**GOAL OF THE EXERCISE:** Extract all of the data and reproduce it precisely.

**RECORDS FOR THE TASK:**
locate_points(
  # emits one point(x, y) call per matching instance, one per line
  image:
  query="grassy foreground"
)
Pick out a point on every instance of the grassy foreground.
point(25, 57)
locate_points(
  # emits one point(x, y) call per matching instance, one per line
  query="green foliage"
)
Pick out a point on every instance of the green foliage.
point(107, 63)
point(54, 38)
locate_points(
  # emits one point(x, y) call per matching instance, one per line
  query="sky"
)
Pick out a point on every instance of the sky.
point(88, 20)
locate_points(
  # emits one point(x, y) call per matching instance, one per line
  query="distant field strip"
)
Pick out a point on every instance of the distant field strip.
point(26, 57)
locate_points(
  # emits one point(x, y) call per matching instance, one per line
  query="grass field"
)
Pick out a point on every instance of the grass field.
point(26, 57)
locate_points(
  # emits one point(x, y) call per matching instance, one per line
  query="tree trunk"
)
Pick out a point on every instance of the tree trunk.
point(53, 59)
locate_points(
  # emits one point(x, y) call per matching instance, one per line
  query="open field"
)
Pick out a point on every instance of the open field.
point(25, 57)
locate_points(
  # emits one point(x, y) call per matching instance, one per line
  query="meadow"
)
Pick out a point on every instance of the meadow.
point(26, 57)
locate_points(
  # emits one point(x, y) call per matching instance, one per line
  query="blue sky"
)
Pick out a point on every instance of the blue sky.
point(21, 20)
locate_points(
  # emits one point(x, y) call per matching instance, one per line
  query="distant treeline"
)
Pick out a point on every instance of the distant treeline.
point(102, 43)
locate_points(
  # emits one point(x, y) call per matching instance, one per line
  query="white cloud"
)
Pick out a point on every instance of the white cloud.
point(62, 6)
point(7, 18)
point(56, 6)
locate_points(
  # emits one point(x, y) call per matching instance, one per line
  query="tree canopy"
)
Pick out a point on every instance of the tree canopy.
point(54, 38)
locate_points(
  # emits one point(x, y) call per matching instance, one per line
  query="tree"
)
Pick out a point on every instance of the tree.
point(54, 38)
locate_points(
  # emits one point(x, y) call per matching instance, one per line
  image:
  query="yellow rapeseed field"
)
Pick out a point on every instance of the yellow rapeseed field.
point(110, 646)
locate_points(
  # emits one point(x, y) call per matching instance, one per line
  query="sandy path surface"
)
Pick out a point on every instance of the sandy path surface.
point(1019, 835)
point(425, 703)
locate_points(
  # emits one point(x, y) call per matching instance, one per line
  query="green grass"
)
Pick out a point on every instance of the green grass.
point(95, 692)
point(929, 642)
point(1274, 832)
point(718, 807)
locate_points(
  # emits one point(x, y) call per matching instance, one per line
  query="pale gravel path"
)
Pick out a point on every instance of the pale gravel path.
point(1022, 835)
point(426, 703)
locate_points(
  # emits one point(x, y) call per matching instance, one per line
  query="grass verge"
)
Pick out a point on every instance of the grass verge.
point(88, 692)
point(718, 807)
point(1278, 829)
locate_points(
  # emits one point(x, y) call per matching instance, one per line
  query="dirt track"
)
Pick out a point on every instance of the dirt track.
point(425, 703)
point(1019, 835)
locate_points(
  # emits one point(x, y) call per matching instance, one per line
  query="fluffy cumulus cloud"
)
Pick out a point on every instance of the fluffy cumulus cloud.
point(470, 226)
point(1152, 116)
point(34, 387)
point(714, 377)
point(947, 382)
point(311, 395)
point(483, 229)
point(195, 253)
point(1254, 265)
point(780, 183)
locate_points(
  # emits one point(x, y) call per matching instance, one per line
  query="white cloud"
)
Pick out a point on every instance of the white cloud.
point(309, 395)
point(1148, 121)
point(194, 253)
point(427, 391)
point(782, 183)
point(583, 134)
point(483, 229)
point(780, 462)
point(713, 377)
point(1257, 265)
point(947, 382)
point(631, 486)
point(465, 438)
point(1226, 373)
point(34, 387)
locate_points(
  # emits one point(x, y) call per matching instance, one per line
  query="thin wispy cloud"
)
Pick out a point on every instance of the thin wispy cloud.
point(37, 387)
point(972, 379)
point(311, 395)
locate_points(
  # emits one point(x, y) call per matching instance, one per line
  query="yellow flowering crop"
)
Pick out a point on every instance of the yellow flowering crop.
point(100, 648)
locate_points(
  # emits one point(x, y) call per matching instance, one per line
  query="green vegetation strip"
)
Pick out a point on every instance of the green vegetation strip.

**PROBLEM SOLUTION:**
locate_points(
  # emits one point(x, y) call per matching instance, one per line
  image:
  query="grassy foreground"
)
Pick out a point on every instance of the grassy foreground.
point(25, 57)
locate_points(
  # emits one point(x, y) call per matching instance, one per line
  query="green foliage"
)
Pick out a point on every instance of the green foliage.
point(107, 63)
point(54, 38)
locate_points(
  # emits one point(x, y) call per matching instance, one per line
  query="sky"
)
Pick out a point on every instance of the sky.
point(88, 20)
locate_points(
  # emits one point(x, y) call per matching instance, one per line
  query="distant field strip"
)
Pick out a point on every instance of the distant field strip.
point(26, 57)
locate_points(
  # emits one point(x, y) call per matching instance, one per line
  query="grass field"
)
Pick out a point on every instance of the grass field.
point(26, 57)
locate_points(
  # emits one point(x, y) call per matching instance, one per line
  query="tree trunk"
)
Pick out a point on every instance of the tree trunk.
point(53, 59)
locate_points(
  # emits one point(x, y) call per matching instance, one per line
  query="open field"
)
Pick out a point on every instance of the open field.
point(25, 57)
locate_points(
  # emits one point(x, y) call per matching instance, one per line
  query="meadow"
)
Pick out a point on every instance of the meadow.
point(26, 57)
locate_points(
  # emits one point(x, y) call per matching instance, one per line
  query="blue sky"
)
Pick out a point on every instance of the blue sky.
point(21, 20)
locate_points(
  # emits one point(x, y) call per matching instance, one per line
  query="distant treeline"
)
Pick out a point on every instance of the distant treeline.
point(102, 43)
locate_points(
  # emits one point(x, y) call per matching instance, one per line
  query="white cloud"
)
Pick out a point on every instance of the white cloud.
point(62, 6)
point(7, 18)
point(56, 6)
locate_points(
  # emits one point(x, y) call per matching instance, one per line
  query="tree canopy"
)
Pick out a point on every instance of the tree canopy.
point(54, 38)
locate_points(
  # emits one point(x, y) call per matching instance, one per line
  query="tree"
)
Pick out a point on every instance of the tree.
point(54, 38)
locate_points(
  # emits one point(x, y) call per matching instance, one per line
  image:
  query="yellow rapeseed field"
)
Pick out a point on every instance of the yellow rapeseed field.
point(110, 646)
locate_points(
  # emits one point(x, y) call per matching instance, one per line
  query="sandy path surface"
)
Pick out a point on every instance of the sandy path surface.
point(1019, 835)
point(425, 703)
locate_points(
  # emits one point(x, y) call per matching instance, one per line
  query="green grass"
)
Pick out a point on every instance of the green grass.
point(95, 692)
point(929, 642)
point(1274, 832)
point(718, 807)
locate_points(
  # emits one point(x, y) call per matching instance, one per line
  query="pale gravel path"
)
Pick out a point on every instance of the pale gravel path.
point(1022, 835)
point(426, 703)
locate_points(
  # emits one point(x, y) call per matching instance, one per line
  query="grass verge"
)
Pick out a point on every instance of the grass verge.
point(88, 692)
point(718, 807)
point(1278, 829)
locate_points(
  # emits one point(x, y) call per matching instance, one per line
  query="dirt track"
)
Pick out a point on every instance of the dirt track.
point(425, 703)
point(1019, 835)
locate_points(
  # emits one point(x, y) call per matching instance, one per line
  query="fluffy cumulus cloud"
)
Pick out a point on every instance of the fluffy cumulus cloud.
point(470, 226)
point(1152, 116)
point(34, 387)
point(714, 377)
point(947, 382)
point(311, 395)
point(483, 229)
point(195, 253)
point(1254, 265)
point(780, 183)
locate_points(
  # emits one point(x, y) call per matching instance, one per line
  query="white cloud"
)
Pick out a point on every instance of the white cloud.
point(309, 395)
point(1148, 121)
point(194, 253)
point(427, 391)
point(782, 183)
point(583, 134)
point(483, 229)
point(780, 462)
point(713, 377)
point(1257, 265)
point(947, 382)
point(631, 486)
point(465, 438)
point(1226, 373)
point(34, 387)
locate_points(
  # emits one point(x, y) call per matching instance, one per line
  query="thin wispy cloud"
)
Pick out a point on every instance of the thin wispy cloud.
point(37, 387)
point(972, 379)
point(311, 395)
locate_points(
  # emits one point(x, y) call per matching instance, one per line
  query="yellow flowering crop"
)
Pick out a point on every instance of the yellow flowering crop.
point(100, 648)
locate_points(
  # emits one point(x, y) call per matching instance, one per line
  query="green vegetation strip"
)
Pick out a point on every instance of the green vegetation strip.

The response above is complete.